TASK STATEMENT
Quote the entries that follow exactly, leaving none out.

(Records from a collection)
####################
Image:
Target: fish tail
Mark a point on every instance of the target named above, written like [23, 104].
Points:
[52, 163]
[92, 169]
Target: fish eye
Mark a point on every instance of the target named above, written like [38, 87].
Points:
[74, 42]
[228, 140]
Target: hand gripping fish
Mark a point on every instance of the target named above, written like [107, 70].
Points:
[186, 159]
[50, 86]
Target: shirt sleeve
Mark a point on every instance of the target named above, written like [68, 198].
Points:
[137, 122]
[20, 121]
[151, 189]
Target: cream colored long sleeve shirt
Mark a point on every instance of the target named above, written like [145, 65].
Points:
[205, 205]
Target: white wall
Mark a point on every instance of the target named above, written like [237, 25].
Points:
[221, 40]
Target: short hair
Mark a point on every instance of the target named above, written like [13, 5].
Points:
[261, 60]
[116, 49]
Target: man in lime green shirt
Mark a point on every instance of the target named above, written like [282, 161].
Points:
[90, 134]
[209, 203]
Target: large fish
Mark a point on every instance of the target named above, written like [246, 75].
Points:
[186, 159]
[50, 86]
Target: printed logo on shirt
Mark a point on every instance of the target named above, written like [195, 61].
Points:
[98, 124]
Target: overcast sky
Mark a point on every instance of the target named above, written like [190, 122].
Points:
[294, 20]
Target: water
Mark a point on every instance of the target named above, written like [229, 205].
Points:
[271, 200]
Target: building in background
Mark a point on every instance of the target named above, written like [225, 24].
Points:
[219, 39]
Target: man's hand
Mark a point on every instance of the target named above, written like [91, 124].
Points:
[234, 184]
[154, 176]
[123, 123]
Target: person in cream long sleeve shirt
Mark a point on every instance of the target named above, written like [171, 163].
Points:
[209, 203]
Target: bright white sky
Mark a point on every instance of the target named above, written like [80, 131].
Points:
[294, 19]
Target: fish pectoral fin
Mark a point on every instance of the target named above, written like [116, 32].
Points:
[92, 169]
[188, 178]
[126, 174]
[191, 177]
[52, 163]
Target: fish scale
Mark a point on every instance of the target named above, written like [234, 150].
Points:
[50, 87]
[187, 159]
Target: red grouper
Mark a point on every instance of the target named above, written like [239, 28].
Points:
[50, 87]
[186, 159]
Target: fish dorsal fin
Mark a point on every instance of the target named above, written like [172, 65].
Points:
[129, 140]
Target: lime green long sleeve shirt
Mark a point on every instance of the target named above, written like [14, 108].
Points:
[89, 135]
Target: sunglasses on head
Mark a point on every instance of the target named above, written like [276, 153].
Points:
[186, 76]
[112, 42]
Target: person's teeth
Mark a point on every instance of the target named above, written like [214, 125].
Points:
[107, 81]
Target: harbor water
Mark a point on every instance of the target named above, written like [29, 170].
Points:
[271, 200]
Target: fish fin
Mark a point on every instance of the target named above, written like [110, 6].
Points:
####################
RESPONSE
Image:
Target: fish tail
Mark a point on every instance of the target named above, written like [23, 104].
Points:
[52, 163]
[92, 169]
Target: fish eye
Mark a point on every instance of the target named above, written like [38, 87].
Points:
[74, 42]
[228, 140]
Target: hand gripping fish
Mark a point on every instance of the target named above, written like [107, 70].
Points:
[186, 159]
[50, 86]
Target: shirt sleeve
Mark a point on every instance of the target named above, written like [68, 198].
Points:
[137, 122]
[20, 121]
[151, 189]
Target: cream colored long sleeve shirt
Mark a point on every instance of the target named above, written like [145, 65].
Points:
[205, 205]
Target: white wall
Mark a point on every instance of the target named above, written like [237, 25].
Points:
[221, 40]
Target: short hair
Mark a point on every instance of the target named above, written like [13, 5].
Points:
[261, 60]
[116, 49]
Target: man in lime green shirt
Mark a point on every instance of the target named above, written like [282, 161].
Points:
[90, 134]
[209, 203]
Target: large fish
Mark a point on every instance of the target named above, written like [246, 75].
Points:
[186, 159]
[50, 86]
Target: printed logo on shirt
Mark a point on every instance of the target named above, written like [195, 61].
Points:
[98, 124]
Target: overcast sky
Mark a point on every instance of the target named above, written like [190, 122].
Points:
[294, 20]
Target: water
Mark a point on every instance of the target named above, written like [229, 205].
Points:
[271, 200]
Target: building in background
Mark a point on every instance of the target named above, written like [225, 24].
Points:
[219, 39]
Target: man's hand
Mark a point on every instance of the target named above, written like [91, 124].
Points:
[234, 184]
[154, 176]
[123, 123]
Target: person in cream long sleeve shirt
Mark a point on every instance of the target named above, written like [171, 163].
Points:
[209, 203]
Target: bright white sky
Mark a point on every instance of the target named above, written like [80, 131].
Points:
[294, 19]
Target: fish pectoral fin
Mark a point on every instance of the target named above, written like [116, 32].
Points:
[92, 169]
[188, 178]
[126, 174]
[191, 177]
[52, 163]
Target: fish scale
Mark a point on every instance of the target named above, written like [234, 150].
Points:
[50, 87]
[187, 159]
Target: red grouper
Mark a point on every instance of the target named above, written like [239, 28].
Points:
[50, 87]
[186, 159]
Target: fish dorsal fin
Mark a point on every instance of the target named above, written like [172, 65].
Points:
[129, 140]
Target: lime green long sleeve shirt
Mark a point on every instance of the target named above, written like [14, 108].
Points:
[89, 135]
Target: sunglasses on head
Mark a point on every instance of the target named above, written like [276, 153].
Points:
[186, 76]
[112, 42]
Target: person's teeth
Mark a point on every instance of the target named above, written like [214, 125].
Points:
[107, 81]
Target: harbor water
Mark a point on every instance of the target named above, written like [29, 170].
Points:
[271, 200]
Target: fish fin
Mark a point on every instance of the target named above, written like [110, 6].
Points:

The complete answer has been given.